An Artificial Intelligence Approach to Augmentative and Assistive Communication for Patients with Amyotrophic Lateral Sclerosis
Journal:
medRxiv
Published Date:
Jan 1, 2025
Abstract
Amyotrophic Lateral Sclerosis (ALS) progressively impairs motor functions, making communication increasingly difficult for affected individuals. However, many patients with ALS retain control over their ocular and periocular muscles, providing an unique opportunity for Augmentative and Alternative Communication (AAC) systems. This work introduces a calibration-free surface electromyography (sEMG) decoding module, developed as part of the HALO system, an AAC solution that combines sEMG with Large Language Models (LLMs). The HALO system harnesses the power of the LLMs to generate personalized, context-aware response options. The user can then select a full-sentence reply with a single eyebrow muscle contraction. Eyebrow muscle activity is captured via textile electrodes embedded in a headband and processed in real time using a Recurrent Neural Network (RNN). Trained and evaluated on data from patients with ALS, the model achieved 96% accuracy and an 85% F1-score. While direct comparisons to existing systems are limited —since existing sEMG-based AAC systems are rarely benchmarked on ALS cohorts and fail to report key metrics such as gesture detection accuracy — our results demonstrate that the model’s reliable gesture detection can support efficient, low-effort communication for individuals with severe motor impairments.

*ACTION ITEM*. According to the abstract, how is eyebrow muscle activity captured and processed in the HALO system?

*DATA UNDER STUDY*.
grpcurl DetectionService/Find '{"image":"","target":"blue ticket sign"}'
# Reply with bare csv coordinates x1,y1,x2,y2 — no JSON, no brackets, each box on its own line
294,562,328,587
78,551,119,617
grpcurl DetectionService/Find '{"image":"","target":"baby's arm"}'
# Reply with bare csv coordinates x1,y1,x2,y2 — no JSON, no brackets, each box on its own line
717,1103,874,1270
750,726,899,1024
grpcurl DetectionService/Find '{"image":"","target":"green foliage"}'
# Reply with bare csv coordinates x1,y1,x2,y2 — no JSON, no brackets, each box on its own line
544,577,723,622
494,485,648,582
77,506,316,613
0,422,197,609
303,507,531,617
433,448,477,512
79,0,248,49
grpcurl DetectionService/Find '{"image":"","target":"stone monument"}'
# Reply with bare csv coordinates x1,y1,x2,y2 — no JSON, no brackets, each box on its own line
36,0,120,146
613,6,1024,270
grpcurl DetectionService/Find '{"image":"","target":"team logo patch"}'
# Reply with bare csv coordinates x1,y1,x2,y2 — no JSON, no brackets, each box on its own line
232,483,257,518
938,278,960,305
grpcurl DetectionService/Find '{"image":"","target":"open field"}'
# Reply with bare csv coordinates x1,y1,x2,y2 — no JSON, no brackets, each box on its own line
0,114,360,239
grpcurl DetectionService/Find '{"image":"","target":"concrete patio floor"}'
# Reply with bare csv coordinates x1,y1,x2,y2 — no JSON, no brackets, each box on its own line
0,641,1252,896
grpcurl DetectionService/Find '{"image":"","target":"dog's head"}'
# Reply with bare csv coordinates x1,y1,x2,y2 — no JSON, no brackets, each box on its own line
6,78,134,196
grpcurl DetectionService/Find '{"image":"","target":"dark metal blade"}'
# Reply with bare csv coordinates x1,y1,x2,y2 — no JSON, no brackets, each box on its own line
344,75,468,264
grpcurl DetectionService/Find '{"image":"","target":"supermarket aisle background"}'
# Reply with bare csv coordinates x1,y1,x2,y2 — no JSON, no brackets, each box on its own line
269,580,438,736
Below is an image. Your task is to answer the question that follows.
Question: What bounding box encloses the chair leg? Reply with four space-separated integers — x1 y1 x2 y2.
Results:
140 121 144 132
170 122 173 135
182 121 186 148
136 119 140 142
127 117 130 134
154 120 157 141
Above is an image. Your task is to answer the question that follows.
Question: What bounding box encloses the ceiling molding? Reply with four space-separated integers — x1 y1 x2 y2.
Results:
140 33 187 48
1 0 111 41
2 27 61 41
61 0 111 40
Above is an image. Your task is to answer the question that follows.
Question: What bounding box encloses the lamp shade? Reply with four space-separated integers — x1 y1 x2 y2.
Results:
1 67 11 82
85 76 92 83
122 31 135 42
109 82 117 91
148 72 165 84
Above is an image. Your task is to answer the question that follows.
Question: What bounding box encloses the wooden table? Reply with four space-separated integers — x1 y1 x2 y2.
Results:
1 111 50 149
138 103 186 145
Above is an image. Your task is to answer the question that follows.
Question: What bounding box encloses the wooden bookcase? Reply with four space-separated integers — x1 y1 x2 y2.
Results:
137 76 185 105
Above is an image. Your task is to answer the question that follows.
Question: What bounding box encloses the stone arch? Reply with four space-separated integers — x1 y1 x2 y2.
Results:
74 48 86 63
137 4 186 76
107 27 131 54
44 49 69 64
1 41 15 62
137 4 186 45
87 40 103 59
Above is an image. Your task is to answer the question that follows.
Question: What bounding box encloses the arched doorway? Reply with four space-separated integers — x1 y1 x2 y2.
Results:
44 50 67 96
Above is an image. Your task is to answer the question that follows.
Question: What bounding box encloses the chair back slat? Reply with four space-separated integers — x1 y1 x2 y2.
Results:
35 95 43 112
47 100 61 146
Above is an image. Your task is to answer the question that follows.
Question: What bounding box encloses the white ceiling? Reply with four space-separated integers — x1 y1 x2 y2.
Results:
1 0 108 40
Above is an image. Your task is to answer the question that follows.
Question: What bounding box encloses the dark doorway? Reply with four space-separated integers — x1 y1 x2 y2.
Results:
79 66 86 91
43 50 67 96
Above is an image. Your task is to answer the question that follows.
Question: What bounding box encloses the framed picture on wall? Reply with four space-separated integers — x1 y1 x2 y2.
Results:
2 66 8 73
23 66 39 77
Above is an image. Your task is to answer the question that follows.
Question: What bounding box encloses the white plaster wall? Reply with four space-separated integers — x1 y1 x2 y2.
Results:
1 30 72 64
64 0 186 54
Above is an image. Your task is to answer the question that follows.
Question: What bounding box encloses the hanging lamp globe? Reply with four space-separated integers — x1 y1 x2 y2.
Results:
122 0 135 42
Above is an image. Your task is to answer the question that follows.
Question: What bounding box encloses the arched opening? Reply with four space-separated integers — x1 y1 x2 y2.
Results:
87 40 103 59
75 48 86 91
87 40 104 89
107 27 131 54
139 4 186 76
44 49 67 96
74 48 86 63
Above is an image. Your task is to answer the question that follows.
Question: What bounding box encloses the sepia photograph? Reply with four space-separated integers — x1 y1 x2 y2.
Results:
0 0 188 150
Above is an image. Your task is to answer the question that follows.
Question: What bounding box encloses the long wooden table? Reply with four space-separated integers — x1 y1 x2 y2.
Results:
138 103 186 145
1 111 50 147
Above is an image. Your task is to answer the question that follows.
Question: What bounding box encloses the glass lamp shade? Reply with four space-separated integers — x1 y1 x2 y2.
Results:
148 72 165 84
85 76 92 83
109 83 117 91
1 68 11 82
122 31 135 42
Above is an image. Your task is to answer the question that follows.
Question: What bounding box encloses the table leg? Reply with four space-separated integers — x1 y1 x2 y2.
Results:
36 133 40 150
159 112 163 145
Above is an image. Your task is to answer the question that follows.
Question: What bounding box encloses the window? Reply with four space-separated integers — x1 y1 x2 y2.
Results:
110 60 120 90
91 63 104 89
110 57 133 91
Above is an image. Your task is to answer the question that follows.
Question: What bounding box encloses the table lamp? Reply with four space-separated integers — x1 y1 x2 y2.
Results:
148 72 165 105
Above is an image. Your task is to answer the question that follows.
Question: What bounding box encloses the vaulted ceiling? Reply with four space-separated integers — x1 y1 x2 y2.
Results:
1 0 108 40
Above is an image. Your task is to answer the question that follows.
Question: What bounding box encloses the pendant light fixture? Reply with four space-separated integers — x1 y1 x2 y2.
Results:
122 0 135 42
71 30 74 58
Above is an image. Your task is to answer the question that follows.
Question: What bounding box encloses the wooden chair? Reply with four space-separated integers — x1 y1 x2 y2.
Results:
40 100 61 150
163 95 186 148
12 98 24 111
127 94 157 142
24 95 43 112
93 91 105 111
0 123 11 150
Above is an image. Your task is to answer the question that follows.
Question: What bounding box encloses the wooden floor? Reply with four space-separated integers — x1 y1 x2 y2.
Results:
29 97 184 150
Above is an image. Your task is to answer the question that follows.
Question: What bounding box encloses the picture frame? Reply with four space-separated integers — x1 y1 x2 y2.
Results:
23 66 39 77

*FINISHED TASK*. It is captured by textile electrodes embedded in a headband and processed in real time by a Recurrent Neural Network (RNN).